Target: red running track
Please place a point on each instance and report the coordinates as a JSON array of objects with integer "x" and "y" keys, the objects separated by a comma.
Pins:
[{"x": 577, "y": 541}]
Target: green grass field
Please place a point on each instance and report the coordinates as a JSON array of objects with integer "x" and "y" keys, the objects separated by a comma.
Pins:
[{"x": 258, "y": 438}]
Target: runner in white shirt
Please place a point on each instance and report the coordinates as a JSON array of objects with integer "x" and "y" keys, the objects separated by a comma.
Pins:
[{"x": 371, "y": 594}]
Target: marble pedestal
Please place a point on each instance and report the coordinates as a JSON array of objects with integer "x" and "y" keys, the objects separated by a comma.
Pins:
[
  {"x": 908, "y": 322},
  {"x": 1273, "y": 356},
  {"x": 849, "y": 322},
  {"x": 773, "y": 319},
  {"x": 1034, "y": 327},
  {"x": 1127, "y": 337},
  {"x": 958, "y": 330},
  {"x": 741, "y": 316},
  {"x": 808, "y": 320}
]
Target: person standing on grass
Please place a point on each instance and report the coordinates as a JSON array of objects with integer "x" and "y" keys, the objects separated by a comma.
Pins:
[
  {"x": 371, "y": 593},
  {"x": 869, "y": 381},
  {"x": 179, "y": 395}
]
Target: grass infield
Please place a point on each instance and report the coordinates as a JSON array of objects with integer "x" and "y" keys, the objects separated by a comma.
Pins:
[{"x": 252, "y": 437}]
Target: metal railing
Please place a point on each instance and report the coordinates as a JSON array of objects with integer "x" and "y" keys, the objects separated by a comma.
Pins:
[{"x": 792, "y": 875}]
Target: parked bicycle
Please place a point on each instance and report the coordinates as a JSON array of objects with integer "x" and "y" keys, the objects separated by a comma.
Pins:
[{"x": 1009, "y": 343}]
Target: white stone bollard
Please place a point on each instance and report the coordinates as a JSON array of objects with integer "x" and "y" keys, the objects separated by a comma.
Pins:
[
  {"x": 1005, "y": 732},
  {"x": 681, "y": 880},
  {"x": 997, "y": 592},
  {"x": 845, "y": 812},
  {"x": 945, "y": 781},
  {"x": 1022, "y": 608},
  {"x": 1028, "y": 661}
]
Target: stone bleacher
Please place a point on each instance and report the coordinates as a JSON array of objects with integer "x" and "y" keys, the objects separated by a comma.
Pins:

WHAT NEEDS TO BE DONE:
Begin with the line that has "Target: grass infield" in the listing above and end after the line that has "Target: metal railing"; output those lines exactly.

WRITTEN RESPONSE:
Target: grass infield
Please place a point on each instance and report the coordinates as a JSON array of objects with integer "x" and "y" keys, the objects separated by a comma.
Pins:
[{"x": 252, "y": 437}]
Target: metal railing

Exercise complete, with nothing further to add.